Instructions for the task: Give back all the data exactly as it was written.

(Items from a data source)
= = = = = = =

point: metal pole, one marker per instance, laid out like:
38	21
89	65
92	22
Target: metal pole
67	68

= = = = = = =

Output:
point: metal pole, one marker per instance, laid out like:
38	21
89	65
92	22
Target: metal pole
67	68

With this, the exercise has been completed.